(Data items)
== Segment start ==
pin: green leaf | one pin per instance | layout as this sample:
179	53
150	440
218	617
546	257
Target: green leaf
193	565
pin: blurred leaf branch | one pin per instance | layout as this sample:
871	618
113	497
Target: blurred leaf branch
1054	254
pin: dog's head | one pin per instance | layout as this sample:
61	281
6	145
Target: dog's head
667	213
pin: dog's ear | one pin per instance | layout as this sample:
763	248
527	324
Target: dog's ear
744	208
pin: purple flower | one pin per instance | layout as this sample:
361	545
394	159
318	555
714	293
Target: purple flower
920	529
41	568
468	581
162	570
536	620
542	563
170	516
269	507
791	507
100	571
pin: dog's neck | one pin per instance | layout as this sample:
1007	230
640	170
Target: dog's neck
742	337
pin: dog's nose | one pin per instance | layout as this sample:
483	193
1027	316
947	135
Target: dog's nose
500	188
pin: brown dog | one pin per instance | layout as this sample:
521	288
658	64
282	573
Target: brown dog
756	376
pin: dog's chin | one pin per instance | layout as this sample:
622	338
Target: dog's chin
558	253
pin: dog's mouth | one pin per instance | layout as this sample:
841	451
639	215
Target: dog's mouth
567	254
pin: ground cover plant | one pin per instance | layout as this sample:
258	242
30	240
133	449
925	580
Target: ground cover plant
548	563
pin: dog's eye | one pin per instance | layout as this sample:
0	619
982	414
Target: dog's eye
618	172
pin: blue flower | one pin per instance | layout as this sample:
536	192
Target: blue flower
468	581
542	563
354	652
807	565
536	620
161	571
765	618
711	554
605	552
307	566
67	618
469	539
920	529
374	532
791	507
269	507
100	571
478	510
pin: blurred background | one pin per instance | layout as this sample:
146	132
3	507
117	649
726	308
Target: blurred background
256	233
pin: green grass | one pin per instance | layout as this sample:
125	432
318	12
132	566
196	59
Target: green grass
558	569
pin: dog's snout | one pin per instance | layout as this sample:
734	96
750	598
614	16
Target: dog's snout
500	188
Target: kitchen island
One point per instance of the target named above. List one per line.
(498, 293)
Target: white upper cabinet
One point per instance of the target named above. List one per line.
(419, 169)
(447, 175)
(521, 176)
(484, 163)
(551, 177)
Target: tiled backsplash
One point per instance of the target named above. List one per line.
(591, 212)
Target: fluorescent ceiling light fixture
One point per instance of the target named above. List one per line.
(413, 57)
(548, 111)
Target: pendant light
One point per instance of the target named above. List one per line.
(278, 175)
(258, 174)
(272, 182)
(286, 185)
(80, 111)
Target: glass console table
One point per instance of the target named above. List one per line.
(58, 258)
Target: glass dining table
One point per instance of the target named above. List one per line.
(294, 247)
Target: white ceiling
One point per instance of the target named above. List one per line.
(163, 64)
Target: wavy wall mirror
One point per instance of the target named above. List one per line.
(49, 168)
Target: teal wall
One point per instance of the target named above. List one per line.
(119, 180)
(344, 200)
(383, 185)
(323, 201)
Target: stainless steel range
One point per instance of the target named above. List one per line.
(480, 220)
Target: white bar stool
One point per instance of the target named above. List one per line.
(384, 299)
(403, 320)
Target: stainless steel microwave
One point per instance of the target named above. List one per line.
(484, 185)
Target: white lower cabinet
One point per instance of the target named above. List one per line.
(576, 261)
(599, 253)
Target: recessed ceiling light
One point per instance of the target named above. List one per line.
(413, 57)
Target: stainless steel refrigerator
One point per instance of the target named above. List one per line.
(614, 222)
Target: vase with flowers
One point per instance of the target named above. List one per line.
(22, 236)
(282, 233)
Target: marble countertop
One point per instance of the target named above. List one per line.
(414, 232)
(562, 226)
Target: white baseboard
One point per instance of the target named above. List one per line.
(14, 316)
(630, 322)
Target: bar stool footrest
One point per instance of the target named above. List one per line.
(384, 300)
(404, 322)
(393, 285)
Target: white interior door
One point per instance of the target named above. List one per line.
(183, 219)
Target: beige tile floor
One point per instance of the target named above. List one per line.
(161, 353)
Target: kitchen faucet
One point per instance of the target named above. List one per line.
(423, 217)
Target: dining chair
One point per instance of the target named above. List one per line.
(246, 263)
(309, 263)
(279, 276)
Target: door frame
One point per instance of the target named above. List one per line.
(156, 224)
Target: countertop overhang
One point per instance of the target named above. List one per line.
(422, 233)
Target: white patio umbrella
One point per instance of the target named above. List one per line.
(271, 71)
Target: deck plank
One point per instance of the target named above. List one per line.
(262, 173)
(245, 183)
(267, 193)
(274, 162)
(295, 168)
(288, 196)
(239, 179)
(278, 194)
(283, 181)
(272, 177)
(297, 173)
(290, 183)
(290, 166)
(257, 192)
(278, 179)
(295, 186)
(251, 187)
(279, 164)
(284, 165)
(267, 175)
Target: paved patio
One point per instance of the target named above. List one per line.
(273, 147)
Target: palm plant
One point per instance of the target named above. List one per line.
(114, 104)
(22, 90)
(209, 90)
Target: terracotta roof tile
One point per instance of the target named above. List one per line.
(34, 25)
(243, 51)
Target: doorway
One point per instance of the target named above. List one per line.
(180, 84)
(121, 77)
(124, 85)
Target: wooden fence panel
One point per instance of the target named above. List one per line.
== Segment end ==
→ **TASK BRIEF**:
Your answer must be every record above, retyped exactly.

→ **WRITTEN ANSWER**:
pin: green leaf | one pin per instance | layout as this sample:
179	53
150	440
218	617
546	257
Target: green leaf
193	565
pin: blurred leaf branch | one pin per instance | layout as this sample:
871	618
113	497
Target: blurred leaf branch
1054	254
pin: dog's head | one pin per instance | layout as this sample:
61	281
6	145
Target: dog's head
667	213
pin: dog's ear | one pin per instance | layout as this sample:
763	248
527	324
Target: dog's ear
744	208
pin: purple flower | one pin per instance | layout as this sample:
361	545
394	159
318	555
714	293
Target: purple flower
920	529
41	568
468	581
162	570
536	620
542	563
170	516
269	507
791	507
100	571
pin: dog's neck | one pin per instance | layout as this sample:
1007	230
640	170
Target: dog's neck
742	337
pin: dog's nose | one pin per instance | layout as this sample:
483	193
1027	316
947	135
Target: dog's nose
500	188
pin: brown dog | one pin per instance | layout as this sample:
521	288
658	64
282	573
Target: brown dog
756	376
pin: dog's chin | one pin per instance | layout as this sample:
622	338
Target: dog's chin
558	253
pin: dog's mouth | one pin per instance | layout as this sample:
841	451
639	215
Target: dog's mouth
567	254
pin: ground cover plant | one pin per instance | layout as this sample:
258	242
30	240
133	449
925	580
Target: ground cover plant
548	563
pin: dog's eye | one pin per instance | layout as this sample:
0	619
982	414
Target: dog's eye
618	172
pin: blue flower | one pin per instance | layout as this sample:
536	192
Target: blue flower
468	581
542	563
354	652
807	565
536	620
161	571
765	618
711	554
605	552
307	566
67	618
469	539
920	529
374	532
791	507
269	507
100	571
478	510
pin: blurred background | one pin per instance | layout as this sample:
146	132
3	507
117	649
726	308
Target: blurred background
256	233
pin: green grass | one pin per instance | layout as this sample:
125	432
318	12
132	566
196	59
Target: green grass
558	569
pin: dog's snout | one pin per instance | layout as this sample:
734	96
750	598
614	16
Target: dog's snout
500	188
Target: kitchen island
One point per instance of the target named above. List one per line.
(498, 293)
Target: white upper cabinet
One point per instance of the target named above. List one per line.
(419, 169)
(447, 175)
(521, 176)
(484, 163)
(551, 177)
Target: tiled backsplash
One point per instance of the target named above. List one per line.
(591, 212)
Target: fluorescent ceiling light fixture
One point per instance of the target named above. List one per line.
(413, 57)
(548, 111)
Target: pendant light
One point per instance of the target named above. List one per line.
(278, 175)
(258, 174)
(272, 182)
(286, 185)
(80, 111)
Target: glass console table
One point per instance of the target named above. List one per line.
(58, 258)
Target: glass dining table
One point per instance of the target named above. List one per line.
(294, 247)
Target: white ceiling
One point per instance of the target named above. List one per line.
(163, 64)
Target: wavy wall mirror
One point per instance of the target named above. List one per line.
(49, 168)
Target: teal wall
One point per instance of the target named above. List one per line.
(119, 180)
(344, 200)
(383, 185)
(323, 201)
Target: stainless steel range
One point per instance of the target named above. List one per line.
(480, 220)
Target: white bar stool
One point per instance of the target named above. List one per line.
(384, 299)
(403, 320)
Target: stainless steel microwave
One point per instance of the target named above. List one per line.
(484, 185)
Target: white lower cabinet
One point per instance of the target named above. List one per line.
(576, 261)
(599, 253)
Target: recessed ceiling light
One point per instance of the target named above. List one per line.
(413, 57)
Target: stainless steel refrigerator
One point per instance of the target named above. List one per line.
(614, 222)
Target: vase with flowers
One point per instance of the target named above. List one per line.
(22, 236)
(282, 233)
Target: marble countertop
One point per instance of the target named above. List one per line.
(414, 232)
(562, 226)
Target: white baseboard
One point per instance of the target named above. List one per line.
(14, 316)
(630, 322)
Target: bar stool footrest
One point per instance of the target named above. List one per line.
(384, 300)
(404, 322)
(393, 285)
Target: white interior door
One point per instance of the target named above. List one per line.
(183, 219)
Target: beige tile floor
One point per instance of the target named above. List one per line.
(161, 353)
Target: kitchen faucet
One point per instance of the target named above. List one per line.
(423, 217)
Target: dining chair
One point per instance of the target named above. List one per line.
(246, 263)
(309, 263)
(279, 276)
Target: door frame
One point per instance of the target named above. List one per line.
(156, 224)
Target: countertop overhang
One point per instance of the target named above. List one per line.
(422, 233)
Target: white patio umbrella
One point per instance of the target named above. List one per line.
(271, 71)
Target: deck plank
One point per instance of the target named above. List one per line.
(262, 173)
(245, 183)
(267, 193)
(274, 162)
(295, 168)
(288, 196)
(239, 179)
(278, 194)
(283, 181)
(272, 177)
(297, 173)
(290, 183)
(290, 166)
(257, 192)
(278, 179)
(295, 186)
(251, 187)
(279, 164)
(284, 165)
(267, 175)
Target: paved patio
One point per instance of the target named above. List one per line.
(273, 147)
Target: palm plant
One point per instance of the target named above. List one per line.
(114, 104)
(22, 90)
(209, 90)
Target: terracotta roof tile
One point per instance of the target named above. List one per line.
(34, 25)
(243, 51)
Target: doorway
One point per instance of the target named above. List one per line.
(180, 84)
(121, 77)
(124, 85)
Target: wooden fence panel
One point per instance of the target named above. List one per line.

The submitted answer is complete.